*Exercise brief*. When you reach the line in the listing below that contains "positive clicks: (560, 160)", begin returning lines exactly as written, and stop after the line that contains "250L338 260L353 286L373". Return no other lines.

*Excerpted data*.
=-=-=

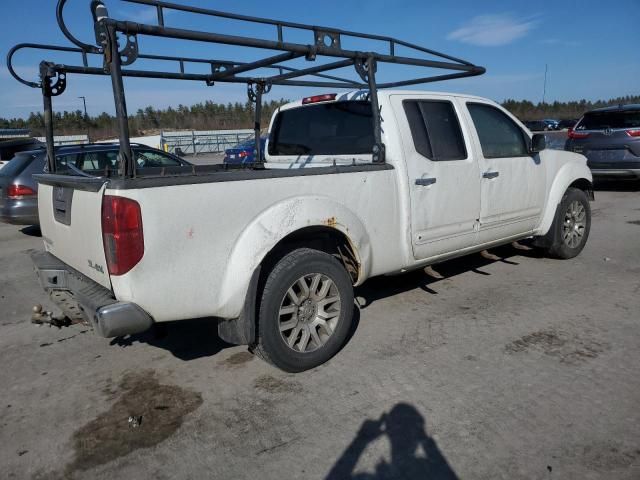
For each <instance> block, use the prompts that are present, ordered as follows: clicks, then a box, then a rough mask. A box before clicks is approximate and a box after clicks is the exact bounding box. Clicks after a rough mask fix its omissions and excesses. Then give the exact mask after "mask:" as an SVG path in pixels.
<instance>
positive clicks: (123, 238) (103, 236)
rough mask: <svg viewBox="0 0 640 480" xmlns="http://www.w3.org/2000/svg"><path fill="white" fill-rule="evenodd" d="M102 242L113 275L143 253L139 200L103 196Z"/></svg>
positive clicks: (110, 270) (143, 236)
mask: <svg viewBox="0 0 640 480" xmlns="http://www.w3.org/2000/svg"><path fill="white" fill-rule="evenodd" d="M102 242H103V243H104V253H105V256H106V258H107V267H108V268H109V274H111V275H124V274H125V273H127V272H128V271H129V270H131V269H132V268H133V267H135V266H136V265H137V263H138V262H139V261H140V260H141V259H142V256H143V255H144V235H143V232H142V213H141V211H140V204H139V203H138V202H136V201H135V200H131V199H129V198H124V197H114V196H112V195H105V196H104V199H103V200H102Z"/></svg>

=-=-=

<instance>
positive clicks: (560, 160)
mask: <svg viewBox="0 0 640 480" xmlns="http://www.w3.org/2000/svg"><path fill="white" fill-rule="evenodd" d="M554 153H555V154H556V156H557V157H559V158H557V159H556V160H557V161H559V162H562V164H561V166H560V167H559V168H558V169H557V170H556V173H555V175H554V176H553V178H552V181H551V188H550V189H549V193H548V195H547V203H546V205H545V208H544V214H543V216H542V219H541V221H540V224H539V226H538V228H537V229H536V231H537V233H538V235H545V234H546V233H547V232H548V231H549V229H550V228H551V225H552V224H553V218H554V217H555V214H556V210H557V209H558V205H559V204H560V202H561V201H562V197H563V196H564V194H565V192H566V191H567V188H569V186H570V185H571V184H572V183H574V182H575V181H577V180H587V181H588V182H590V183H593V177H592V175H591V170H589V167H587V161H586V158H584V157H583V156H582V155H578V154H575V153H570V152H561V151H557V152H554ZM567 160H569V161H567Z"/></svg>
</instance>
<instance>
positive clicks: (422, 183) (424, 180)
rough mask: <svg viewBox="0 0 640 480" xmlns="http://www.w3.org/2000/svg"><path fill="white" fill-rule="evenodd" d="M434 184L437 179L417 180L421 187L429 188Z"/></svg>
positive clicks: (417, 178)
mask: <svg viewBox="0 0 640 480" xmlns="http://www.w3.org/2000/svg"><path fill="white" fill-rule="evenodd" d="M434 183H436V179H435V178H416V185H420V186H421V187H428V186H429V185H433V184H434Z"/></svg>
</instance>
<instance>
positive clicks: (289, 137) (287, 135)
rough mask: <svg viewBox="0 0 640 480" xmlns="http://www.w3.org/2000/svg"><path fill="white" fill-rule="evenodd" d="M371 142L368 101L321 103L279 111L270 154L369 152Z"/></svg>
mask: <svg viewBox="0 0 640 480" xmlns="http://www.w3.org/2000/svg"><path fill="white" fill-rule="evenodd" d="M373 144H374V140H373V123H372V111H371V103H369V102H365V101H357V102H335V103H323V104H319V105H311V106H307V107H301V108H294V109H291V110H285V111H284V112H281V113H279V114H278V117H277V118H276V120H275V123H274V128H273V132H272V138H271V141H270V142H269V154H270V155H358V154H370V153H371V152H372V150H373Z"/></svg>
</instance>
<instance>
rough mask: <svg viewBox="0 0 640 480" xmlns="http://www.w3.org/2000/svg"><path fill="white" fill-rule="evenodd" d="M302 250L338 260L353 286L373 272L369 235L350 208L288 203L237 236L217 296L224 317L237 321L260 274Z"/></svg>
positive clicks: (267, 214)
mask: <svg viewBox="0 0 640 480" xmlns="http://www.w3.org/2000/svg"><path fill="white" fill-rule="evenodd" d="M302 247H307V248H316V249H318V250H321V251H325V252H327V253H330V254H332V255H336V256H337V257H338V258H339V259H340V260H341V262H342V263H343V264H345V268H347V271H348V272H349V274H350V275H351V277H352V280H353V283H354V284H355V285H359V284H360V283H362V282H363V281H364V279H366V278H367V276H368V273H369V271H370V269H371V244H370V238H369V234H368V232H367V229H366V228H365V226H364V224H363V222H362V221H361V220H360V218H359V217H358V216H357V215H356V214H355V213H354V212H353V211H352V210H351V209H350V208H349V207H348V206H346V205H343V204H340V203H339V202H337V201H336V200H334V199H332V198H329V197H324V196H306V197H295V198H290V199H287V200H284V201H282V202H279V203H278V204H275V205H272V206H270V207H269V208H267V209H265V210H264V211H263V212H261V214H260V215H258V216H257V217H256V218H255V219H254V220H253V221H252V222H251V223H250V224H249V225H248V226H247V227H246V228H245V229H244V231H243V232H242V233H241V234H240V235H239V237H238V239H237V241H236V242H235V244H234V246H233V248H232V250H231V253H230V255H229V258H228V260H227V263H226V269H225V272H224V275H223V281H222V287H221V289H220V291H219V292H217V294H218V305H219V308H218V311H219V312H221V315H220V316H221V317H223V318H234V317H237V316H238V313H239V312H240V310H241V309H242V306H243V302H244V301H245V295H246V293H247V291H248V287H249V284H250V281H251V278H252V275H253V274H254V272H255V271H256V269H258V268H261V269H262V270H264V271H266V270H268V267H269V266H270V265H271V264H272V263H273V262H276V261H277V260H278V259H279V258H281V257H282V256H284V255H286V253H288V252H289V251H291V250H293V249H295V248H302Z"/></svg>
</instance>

=-=-=

*Solution for this exercise*.
positive clicks: (560, 160)
mask: <svg viewBox="0 0 640 480" xmlns="http://www.w3.org/2000/svg"><path fill="white" fill-rule="evenodd" d="M554 153H555V154H556V156H557V157H559V158H557V159H556V160H557V161H559V162H562V164H561V166H560V167H559V168H558V169H557V170H556V173H555V175H554V176H553V178H552V181H551V188H550V189H549V193H548V195H547V203H546V205H545V208H544V214H543V216H542V219H541V221H540V224H539V226H538V228H537V229H536V231H537V233H538V235H545V234H546V233H547V232H548V231H549V229H550V228H551V225H552V224H553V218H554V217H555V214H556V210H557V209H558V205H559V204H560V202H561V201H562V197H563V196H564V194H565V192H566V191H567V188H569V186H570V185H571V184H572V183H574V182H575V181H577V180H587V181H588V182H590V183H593V177H592V175H591V170H589V167H587V161H586V158H584V157H583V156H582V155H578V154H575V153H570V152H561V151H557V152H554ZM567 160H569V161H567Z"/></svg>
</instance>
<instance>
positive clicks: (422, 183) (424, 180)
rough mask: <svg viewBox="0 0 640 480" xmlns="http://www.w3.org/2000/svg"><path fill="white" fill-rule="evenodd" d="M434 184L437 179L417 180L421 187L429 188Z"/></svg>
positive clicks: (417, 178)
mask: <svg viewBox="0 0 640 480" xmlns="http://www.w3.org/2000/svg"><path fill="white" fill-rule="evenodd" d="M434 183H436V179H435V178H416V185H420V186H421V187H428V186H429V185H433V184H434Z"/></svg>
</instance>
<instance>
positive clicks: (289, 137) (287, 135)
rough mask: <svg viewBox="0 0 640 480" xmlns="http://www.w3.org/2000/svg"><path fill="white" fill-rule="evenodd" d="M371 142L368 101L321 103L279 111L270 154L369 152Z"/></svg>
mask: <svg viewBox="0 0 640 480" xmlns="http://www.w3.org/2000/svg"><path fill="white" fill-rule="evenodd" d="M373 144H374V140H373V123H372V111H371V103H369V102H365V101H357V102H335V103H323V104H319V105H311V106H307V107H301V108H294V109H291V110H285V111H284V112H281V113H279V114H278V117H277V118H276V120H275V123H274V128H273V132H272V138H271V141H270V142H269V154H270V155H358V154H370V153H371V152H372V150H373Z"/></svg>
</instance>
<instance>
rough mask: <svg viewBox="0 0 640 480" xmlns="http://www.w3.org/2000/svg"><path fill="white" fill-rule="evenodd" d="M302 250L338 260L353 286L373 272L369 235L350 208L288 203L237 236L217 296L224 317L237 321L260 274Z"/></svg>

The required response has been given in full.